◆ YOUR TASK
Reproduce all of the following records verbatim, changing no character on any line.
---------- INPUT FOR THIS TASK ----------
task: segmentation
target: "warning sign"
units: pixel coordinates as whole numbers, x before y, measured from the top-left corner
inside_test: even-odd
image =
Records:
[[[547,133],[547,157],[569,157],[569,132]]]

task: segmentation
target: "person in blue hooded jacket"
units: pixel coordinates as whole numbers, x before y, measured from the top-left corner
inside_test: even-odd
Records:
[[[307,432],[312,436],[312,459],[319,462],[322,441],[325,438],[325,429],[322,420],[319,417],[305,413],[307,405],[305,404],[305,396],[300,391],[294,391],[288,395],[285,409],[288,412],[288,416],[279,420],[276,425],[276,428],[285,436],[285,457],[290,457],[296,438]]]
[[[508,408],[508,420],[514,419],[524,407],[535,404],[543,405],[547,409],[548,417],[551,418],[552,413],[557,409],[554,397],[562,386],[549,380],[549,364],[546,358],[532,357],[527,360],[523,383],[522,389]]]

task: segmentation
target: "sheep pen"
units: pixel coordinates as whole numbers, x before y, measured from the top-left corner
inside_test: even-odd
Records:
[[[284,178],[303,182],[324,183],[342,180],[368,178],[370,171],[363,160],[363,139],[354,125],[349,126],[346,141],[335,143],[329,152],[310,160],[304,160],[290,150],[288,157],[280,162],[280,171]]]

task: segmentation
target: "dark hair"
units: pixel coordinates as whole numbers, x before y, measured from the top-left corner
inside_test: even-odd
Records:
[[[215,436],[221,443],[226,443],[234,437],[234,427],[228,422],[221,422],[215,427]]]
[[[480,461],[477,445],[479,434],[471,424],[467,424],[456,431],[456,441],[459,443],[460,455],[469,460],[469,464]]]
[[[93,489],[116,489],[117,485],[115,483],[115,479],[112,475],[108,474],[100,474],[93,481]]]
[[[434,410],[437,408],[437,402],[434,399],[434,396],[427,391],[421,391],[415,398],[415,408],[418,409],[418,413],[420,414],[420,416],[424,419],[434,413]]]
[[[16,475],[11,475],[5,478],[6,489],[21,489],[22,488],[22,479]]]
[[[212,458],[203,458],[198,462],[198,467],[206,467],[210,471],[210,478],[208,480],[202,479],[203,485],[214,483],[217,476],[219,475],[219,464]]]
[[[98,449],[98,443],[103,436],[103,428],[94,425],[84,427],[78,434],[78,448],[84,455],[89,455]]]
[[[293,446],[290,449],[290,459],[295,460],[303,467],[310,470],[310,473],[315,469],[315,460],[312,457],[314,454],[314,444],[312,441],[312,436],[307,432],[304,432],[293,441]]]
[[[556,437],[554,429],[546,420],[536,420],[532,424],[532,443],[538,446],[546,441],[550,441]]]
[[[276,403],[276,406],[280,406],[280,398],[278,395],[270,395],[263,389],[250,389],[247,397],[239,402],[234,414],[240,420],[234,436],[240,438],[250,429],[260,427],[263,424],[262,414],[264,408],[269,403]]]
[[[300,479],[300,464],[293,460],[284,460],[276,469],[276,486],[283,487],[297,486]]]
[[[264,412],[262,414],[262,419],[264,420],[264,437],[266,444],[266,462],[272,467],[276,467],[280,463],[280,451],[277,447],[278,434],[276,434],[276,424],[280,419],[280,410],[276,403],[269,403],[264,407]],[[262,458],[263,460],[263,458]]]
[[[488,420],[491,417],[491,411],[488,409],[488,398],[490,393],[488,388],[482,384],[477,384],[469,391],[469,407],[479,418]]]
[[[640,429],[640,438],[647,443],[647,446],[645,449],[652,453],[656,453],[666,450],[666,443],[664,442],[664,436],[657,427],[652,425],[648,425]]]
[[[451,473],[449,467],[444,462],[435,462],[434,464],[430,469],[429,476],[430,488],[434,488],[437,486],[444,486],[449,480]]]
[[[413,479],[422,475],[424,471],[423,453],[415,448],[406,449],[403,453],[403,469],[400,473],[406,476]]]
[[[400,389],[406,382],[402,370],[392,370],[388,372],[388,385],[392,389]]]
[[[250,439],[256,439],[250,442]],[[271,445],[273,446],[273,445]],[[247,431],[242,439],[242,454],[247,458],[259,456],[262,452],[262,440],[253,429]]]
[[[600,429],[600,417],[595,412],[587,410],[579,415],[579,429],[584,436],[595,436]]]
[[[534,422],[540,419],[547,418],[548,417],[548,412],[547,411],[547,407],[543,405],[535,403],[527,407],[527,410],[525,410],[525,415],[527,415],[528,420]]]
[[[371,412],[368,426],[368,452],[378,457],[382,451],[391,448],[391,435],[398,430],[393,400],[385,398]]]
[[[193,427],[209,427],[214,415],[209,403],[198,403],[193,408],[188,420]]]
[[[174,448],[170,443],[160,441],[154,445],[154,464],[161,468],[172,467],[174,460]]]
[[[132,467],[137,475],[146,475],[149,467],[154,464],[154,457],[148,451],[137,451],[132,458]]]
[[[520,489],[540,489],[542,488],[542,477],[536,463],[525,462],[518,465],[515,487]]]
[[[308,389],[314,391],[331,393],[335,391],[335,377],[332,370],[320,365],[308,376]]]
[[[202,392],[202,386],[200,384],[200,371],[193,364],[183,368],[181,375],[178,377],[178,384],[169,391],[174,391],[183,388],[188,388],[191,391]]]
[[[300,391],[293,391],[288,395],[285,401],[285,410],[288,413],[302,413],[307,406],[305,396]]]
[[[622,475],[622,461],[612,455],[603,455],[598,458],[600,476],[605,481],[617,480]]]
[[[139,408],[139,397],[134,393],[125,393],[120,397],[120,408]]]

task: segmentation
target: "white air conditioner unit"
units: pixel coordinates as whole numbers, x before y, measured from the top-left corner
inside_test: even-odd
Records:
----------
◆ CORRECT OUTPUT
task: segmentation
target: "warning sign"
units: pixel coordinates as whole numbers, x before y, measured from the top-left corner
inside_test: even-odd
image =
Records:
[[[547,133],[547,157],[569,157],[569,132]]]

task: segmentation
target: "person in blue hooded jacket"
units: pixel coordinates as whole numbers, x before y, measured from the top-left corner
inside_test: even-odd
Records:
[[[307,432],[312,436],[312,459],[319,462],[322,441],[325,438],[325,429],[322,420],[319,417],[305,413],[307,405],[305,404],[305,396],[300,391],[294,391],[288,395],[285,409],[288,412],[288,416],[279,420],[276,425],[276,428],[285,436],[285,457],[290,457],[296,438]]]
[[[508,408],[508,420],[514,419],[524,407],[535,404],[543,405],[547,409],[548,417],[551,418],[552,413],[557,409],[554,397],[562,386],[549,380],[549,364],[546,358],[532,357],[527,360],[523,383],[522,389]]]

task: segmentation
target: "sheep pen"
units: pixel coordinates as whole numbers, x before y, measured from the top-left corner
inside_test: even-odd
Records:
[[[284,178],[303,182],[324,183],[342,180],[368,178],[370,171],[363,160],[363,139],[354,125],[349,126],[346,141],[335,143],[329,152],[310,160],[304,160],[290,150],[288,157],[280,162],[280,171]]]

task: segmentation
target: "dark hair"
units: pixel coordinates as whole numbers, x before y, measured from the top-left corner
inside_test: even-odd
Records:
[[[215,436],[221,443],[226,443],[234,437],[234,427],[228,422],[221,422],[215,427]]]
[[[480,461],[477,445],[479,434],[471,424],[467,424],[456,431],[456,441],[459,443],[460,455],[469,460],[469,464]]]
[[[93,489],[116,489],[117,485],[115,483],[115,479],[112,475],[108,474],[100,474],[93,481]]]
[[[434,410],[437,408],[437,402],[434,399],[434,396],[427,391],[421,391],[415,398],[415,408],[418,409],[418,413],[420,414],[420,416],[424,419],[434,413]]]
[[[16,475],[11,475],[5,478],[6,489],[21,489],[22,488],[22,479]]]
[[[212,458],[203,458],[198,462],[198,467],[206,467],[210,471],[210,478],[208,480],[202,479],[203,485],[214,483],[217,476],[219,475],[219,464]]]
[[[98,449],[98,443],[103,436],[103,428],[94,425],[84,427],[78,434],[78,448],[84,455],[89,455]]]
[[[293,446],[290,449],[290,459],[295,460],[303,467],[310,470],[310,473],[315,469],[315,460],[312,457],[314,454],[314,444],[312,441],[312,436],[307,432],[304,432],[293,441]]]
[[[556,437],[554,429],[546,420],[536,420],[532,424],[532,443],[538,446],[546,441],[550,441]]]
[[[276,403],[276,406],[280,406],[280,398],[278,395],[270,395],[263,389],[250,389],[247,397],[239,402],[234,414],[240,420],[234,436],[240,438],[250,429],[260,427],[263,424],[262,414],[264,408],[269,403]]]
[[[300,479],[300,464],[293,460],[284,460],[276,469],[276,486],[283,487],[297,486]]]
[[[264,412],[262,414],[262,419],[264,420],[264,437],[266,444],[266,462],[272,467],[276,467],[280,463],[280,451],[277,447],[278,434],[276,434],[276,424],[280,419],[280,410],[276,403],[269,403],[264,407]],[[262,458],[263,460],[263,458]]]
[[[488,420],[491,417],[491,411],[488,409],[488,398],[490,393],[488,388],[482,384],[477,384],[469,391],[469,407],[479,418]]]
[[[640,429],[640,438],[647,443],[647,446],[645,449],[652,453],[656,453],[666,450],[666,443],[664,442],[664,436],[657,427],[652,425],[648,425]]]
[[[451,473],[449,467],[444,462],[435,462],[434,464],[430,469],[429,476],[430,488],[434,488],[437,486],[444,486],[449,480]]]
[[[413,479],[422,475],[424,471],[423,453],[415,448],[406,449],[403,453],[403,469],[400,473],[406,476]]]
[[[400,389],[406,382],[402,370],[392,370],[388,372],[388,385],[392,389]]]
[[[250,439],[256,439],[250,442]],[[271,445],[273,446],[273,445]],[[247,431],[242,439],[242,454],[247,458],[259,456],[262,452],[262,440],[253,429]]]
[[[600,429],[600,417],[595,412],[587,410],[579,415],[579,429],[584,436],[595,436]]]
[[[534,422],[540,419],[547,418],[548,417],[548,412],[547,411],[547,407],[543,405],[535,403],[527,407],[527,410],[525,410],[525,415],[527,415],[528,420]]]
[[[371,412],[368,426],[368,452],[378,457],[382,451],[391,448],[391,435],[398,430],[393,400],[385,398]]]
[[[193,427],[209,427],[214,415],[209,403],[198,403],[193,408],[188,420]]]
[[[174,448],[170,443],[160,441],[154,445],[154,464],[161,468],[172,467],[174,460]]]
[[[132,467],[137,475],[146,475],[149,467],[154,464],[154,457],[148,451],[137,451],[132,458]]]
[[[520,489],[540,489],[542,488],[542,477],[536,463],[525,462],[518,465],[515,487]]]
[[[308,389],[314,391],[331,393],[335,391],[335,377],[332,370],[320,365],[308,376]]]
[[[202,392],[202,386],[200,384],[200,371],[193,364],[183,368],[181,375],[178,377],[178,384],[169,391],[174,391],[183,388],[188,388],[191,391]]]
[[[300,391],[293,391],[288,395],[285,401],[285,410],[288,413],[302,413],[307,406],[305,396]]]
[[[622,475],[622,461],[612,455],[603,455],[598,458],[600,476],[605,481],[617,480]]]
[[[139,408],[139,397],[134,393],[125,393],[120,397],[120,408]]]

task: segmentation
target: "white air conditioner unit"
units: pixel coordinates as whole numbers, x before y, measured from the top-left corner
inside_test: even-odd
Records:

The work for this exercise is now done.